- _Exercise set_
a - In the article on the Pain Fellow simulation course, when was the most recent session held?
b - Continue the article on the Pain Fellow simulation course, beginning after its final sentence.

Top of Supplied passage

Pain Fellows sim preps learners for rare medical emergencies

Published by Frank Ruggiero on

The Pain Fellow simulation course allows Pain Fellows and interventional pain clinic staff an opportunity to participate in simulation of rare medical emergencies.

Through a special simulation, UAB Clinical Simulation helps participants in the UAB Heersink School of Medicine’s (HSOM) Pain Medicine Fellowship improve their readiness, skills and confidence.

Open to pain fellows and nursing staff, the course ultimately leads to better patient care and outcomes, according to Dr. Peter Nagi, facilitator, associate professor and interim vice chair of the Pain Division in HSOM’s Department of Anesthesiology and Perioperative Medicine.

“Our Pain Fellow simulation course provides Pain Fellows and interventional pain clinic staff an opportunity to participate in simulation of rare medical emergencies,” Nagi said. “Because interventional pain procedures are often performed in ambulatory and office-based clinics, these settings are often not equipped with the same resources as inpatient medical centers.”

With that in mind, the course provides hands-on experience in managing various medical emergencies in such remote settings, Nagi said, allowing pain fellows and staff to practice clinical skills, critical decision-making and communication in a controlled environment before facing them in real life.

“This will hopefully allow them to be better and safer physicians,” said Dr. Alethia Sellers, facilitator and associate professor and career advisor in the Department of Anesthesiology.

Sellers described the most recent session, held this past February, as a success.

Bottom of Supplied passage
Top of Supplied material

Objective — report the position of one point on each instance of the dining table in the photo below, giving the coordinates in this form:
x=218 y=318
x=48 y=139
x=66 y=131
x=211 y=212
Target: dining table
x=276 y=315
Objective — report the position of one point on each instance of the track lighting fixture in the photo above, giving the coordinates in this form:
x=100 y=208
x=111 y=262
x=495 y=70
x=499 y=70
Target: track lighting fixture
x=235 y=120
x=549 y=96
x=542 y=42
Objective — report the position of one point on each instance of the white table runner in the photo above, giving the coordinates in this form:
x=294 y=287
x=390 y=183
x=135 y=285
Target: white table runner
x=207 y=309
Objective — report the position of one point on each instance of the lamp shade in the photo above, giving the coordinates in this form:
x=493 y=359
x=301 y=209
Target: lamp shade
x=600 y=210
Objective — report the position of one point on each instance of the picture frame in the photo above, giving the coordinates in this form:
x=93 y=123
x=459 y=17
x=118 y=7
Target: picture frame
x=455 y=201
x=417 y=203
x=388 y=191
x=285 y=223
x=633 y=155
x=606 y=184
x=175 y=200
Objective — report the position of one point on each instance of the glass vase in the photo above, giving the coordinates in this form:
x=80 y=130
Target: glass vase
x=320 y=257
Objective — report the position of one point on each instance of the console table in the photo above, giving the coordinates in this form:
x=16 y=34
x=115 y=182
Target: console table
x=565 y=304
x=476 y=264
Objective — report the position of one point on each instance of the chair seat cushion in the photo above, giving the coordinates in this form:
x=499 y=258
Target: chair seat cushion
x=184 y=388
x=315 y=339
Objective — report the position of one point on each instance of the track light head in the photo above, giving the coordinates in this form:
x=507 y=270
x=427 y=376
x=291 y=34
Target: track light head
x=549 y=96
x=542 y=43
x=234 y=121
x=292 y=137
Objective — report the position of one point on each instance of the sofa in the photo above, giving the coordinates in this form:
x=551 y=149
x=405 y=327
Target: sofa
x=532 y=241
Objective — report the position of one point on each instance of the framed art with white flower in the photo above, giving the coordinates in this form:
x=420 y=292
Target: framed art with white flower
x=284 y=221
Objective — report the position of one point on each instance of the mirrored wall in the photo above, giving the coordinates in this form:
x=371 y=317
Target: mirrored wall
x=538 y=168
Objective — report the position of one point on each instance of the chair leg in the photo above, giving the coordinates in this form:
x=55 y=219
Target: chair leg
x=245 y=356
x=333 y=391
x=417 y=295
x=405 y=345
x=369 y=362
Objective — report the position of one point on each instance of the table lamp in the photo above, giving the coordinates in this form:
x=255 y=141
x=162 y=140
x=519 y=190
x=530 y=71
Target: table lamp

Bottom of Supplied material

- _Answers for this exercise_
a - This past February.

b -
“The learners expressed that they were nervous initially, but once everything started, they understood that the main purpose is to learn to become better medical team members for their patients,” she said.

Preparedness and communication are key, Nagi added.

“After this experience, our learners invariably re-enter their practice locations with an eye for emergency planning,” he said. “Also, all learners leave this experience with an appreciation for teamwork and effective communication. Our simulation course challenges participants to think critically and make informed decisions under pressure, preparing them to respond effectively to emergency situations in real clinical settings.”

The course has been helping train pain fellows for nearly 10 years, having been established in 2015. Since then, it’s expanded to include pain clinic nursing staff, Sellers explained.

“The course helps build confidence and competence across our team, enabling them to perform more effectively in real-life emergencies,” Nagi said. And according to feedback, the learners agree.

“We’ve been studying our outcomes through pre- and post-participation surveys, in which our participants universally agree or strongly agree that this experience was valuable, and they anticipate it improving their performance in the actual clinical setting,” Nagi said.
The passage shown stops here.